### DOCUMENT SECTION ###

ISSS608 2016-17 T1 Assign2 Kuar Kah Ling
Contents
Overview
With the current, fast-changing digital times, it is important that higher education explore how they can make use of readily available technological resources to improve their teaching. Using a research survey conducted on university faculty teaching staff's perceptions of using Wikipedia as a teaching resource, a visualisation was created with the aim of investigating the relationship between these perceptions and attitudes and the background of university teaching staff.
Data Set
For this assignment, I have selected to use the wiki4HE dataset, which is an ongoing research on university faculty perceptions and practices of using Wikipedia as a teaching resource. Based on a Technology Acceptance Model, the relationships within the internal and external constructs of the model are analysed. Both the perception of university faculty teaching staff’s opinion about Wikipedia and the perceived quality of the information in Wikipedia play a central role in the obtained model. The original data set can be found on the UC Irvine Machine Learning Repository’s website [1]. The original data set is formatted as a CSV file.
Theme
I have specifically selected to focus on the Perceived Usefulness, Perceived Ease of Use and Perceived Enjoyment of using Wikipedia. It would be interesting to note if there is any relationship between the responses to the questions and the background of the respondents (i.e. gender, age group, domain, wiki registered user).
Some of the questions to be answered are:
- Is there a relationship between being a Wikipedia registered user/gender/age/domain and the responses?
- What are the characteristics of the respondents who selected Strongly Agree for the questions?
- What are the characteristics of the respondents who selected Strongly Disagree for the questions?
Data Preparation
Before we can analyse and explore the data, it has to be prepped. JMP Pro was used to clean and prepare the data set.
Step 1: Use Microsoft Excel to find out number of rows of data exists in the dataset for completeness check when importing into JMP Pro later.
A total of 913 rows was noted.
Step 2: Import dataset into JMP Pro for data preparation but first, check for completeness of data imported.
A total of 913 rows were imported and this is complete, as noted in Step 1.
Step 3: Review data for missing values and data type.
There were numerous ‘?’ and data type was incorrect.
Step 4: Analyse Distribution to have an overview of the dataset.

###

• _PROBLEMS AND TASKS_
A. Check the three statements below against the assignment write-up on faculty perceptions of Wikipedia. For each, answer yes or no and quote the words from the write-up that decide it.
(i) The data set was cleaned and prepared in Microsoft Excel.
(ii) All 913 rows of the data set were imported into JMP Pro.
(iii) The original data set comes as a CSV file.
B. Carry on the write-up on faculty perceptions of Wikipedia from the point where it stops, after the line about Step 4.

### SUPPLIED MATERIAL ###

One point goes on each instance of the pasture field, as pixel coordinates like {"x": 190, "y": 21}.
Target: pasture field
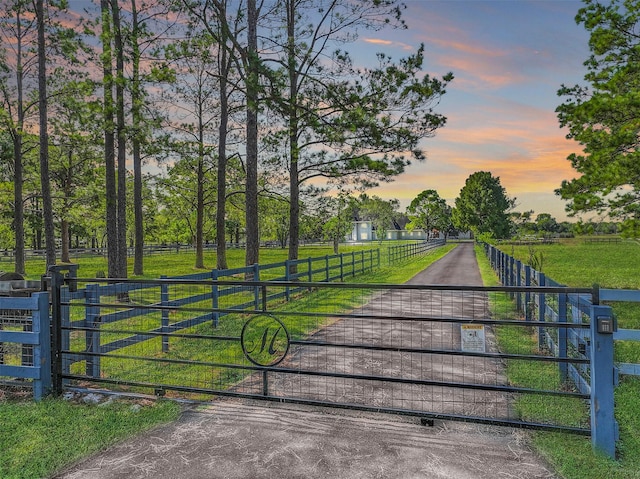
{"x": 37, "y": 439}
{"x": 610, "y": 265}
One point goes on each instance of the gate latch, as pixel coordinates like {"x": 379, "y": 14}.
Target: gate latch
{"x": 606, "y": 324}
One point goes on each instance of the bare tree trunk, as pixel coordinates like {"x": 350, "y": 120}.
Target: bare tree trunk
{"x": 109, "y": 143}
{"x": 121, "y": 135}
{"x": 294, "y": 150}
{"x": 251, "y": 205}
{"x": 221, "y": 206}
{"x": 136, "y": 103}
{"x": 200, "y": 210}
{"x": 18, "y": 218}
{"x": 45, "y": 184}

###
### SUPPLIED MATERIAL ###

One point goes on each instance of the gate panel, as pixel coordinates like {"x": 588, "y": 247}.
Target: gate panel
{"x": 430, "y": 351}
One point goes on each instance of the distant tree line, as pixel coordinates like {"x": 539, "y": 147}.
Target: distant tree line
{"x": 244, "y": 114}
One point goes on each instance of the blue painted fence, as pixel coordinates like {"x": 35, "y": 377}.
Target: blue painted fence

###

• _RESPONSES_
A.
(i) No: "JMP Pro was used to clean and prepare the data set."
(ii) Yes: "A total of 913 rows were imported and this is complete, as noted in Step 1."
(iii) Yes: "The original data set is formatted as a CSV file."

B.
Using the Distribution function, ‘Domain’ attribute has a response ‘6’ which is not explained in the metadata. However, as the frequency of response ‘6’ is significant (361 of 913 surveys or 39.5%), I kept this response and marked it as ‘Others’. '0' is marked as 'Not Applicable' as they did not indicate their domain.
‘OTHER_POSITION’ attribute has a response ‘0’ which is not explained in the metadata. However, its frequency is 28.6% (261 of 913) thus, I kept this response and marked it as ‘Not Applicable’. I also noted that, in metadata, it is called ‘OTHER’ and changed it accordingly to avoid confusion.
Similarly, for ‘UOC_POSITION’, ‘0’ is not explained in the metadata. I marked it as ‘Not Applicable’ i.e. they do not work in UOC.
‘OTHERSTATUS’ has ‘0’ and ‘7’ which are not defined in the metadata. I marked it as ‘Not Applicable’ and ‘Others’ respectively. I also noted that it is called ‘OTHER_POSITION’ in metadata thus, I changed the naming accordingly to avoid confusion.
Step 5: Recode values and create new columns to give more meaning to the data set.
Based on the analysis in Step 4, recoding was performed to change ‘?’ to ‘0’ and the data types accordingly. For example, gender from continuous to nominal, YEAREXP from nominal to continuous. Response to survey questions (PU1 to EXP5) changed from nominal to ordinal. New columns were added for nominal dimensions data e.g. gender, domain, userwiki, stating the actual name (e.g. male/female) to facilitate the data visualisation later on.
Step 6: Save revised data into CSV format for importation into Tableau for visualisation.
Tool Exploration
JMP Pro and Tableau were used to explore different visualisations.
In order to have an overall view of the survey responses, a parallel plot was created. Tableau does not have this chart option in its selection.
Comparing to the parallel plot from JMP, as shown below, JMP’s parallel plot is more ideal in presentation and analysis.
However, parallel plot does not facilitate secondary filters. For example, if I want to filter by age, I would have to add it in my initial selection or use the coordinated link view.
Cell plot in JMP gives a good summary perspective but it is hard to drill down. An example is shown below.
Heatmap was explored in JMP and it was easy to spot the most popular response based on colour. However, as with the parallel plot in JMP earlier, it does not facilitate secondary filters.
In the end, Tableau was selected for my visualisations as it is able to use secondary filters which aided in my analysis.
Data Analysis
Question 1: Is there a relationship between being a Wikipedia registered user/gender/age/domain and the responses?
Wikipedia registered users generally have more favourable perceptions towards Wikipedia, as shown by the length of the darkest blue bar, than non-registered users.
There is no obvious difference in the responses between male and female respondents.
As the age group progresses, the responses tended more towards the Neutral, Disagree, Strongly Disagree. However, one question had the most "Strongly Agree" among all age groups and that is "Wikipedia is user friendly".
When it comes to questions on Perceived Ease of Use and Perceived Enjoyment, there is no clear difference in the responses between domains. However, regarding Perceived Usefulness, Engineering & Architecture and Sciences have higher proportion of Agree and Highly Agree. Law & Politics had the lowest proportion of Agree and Highly Agree among the domains.
Question 2: Who are the respondents who selected Strongly Agree for the questions?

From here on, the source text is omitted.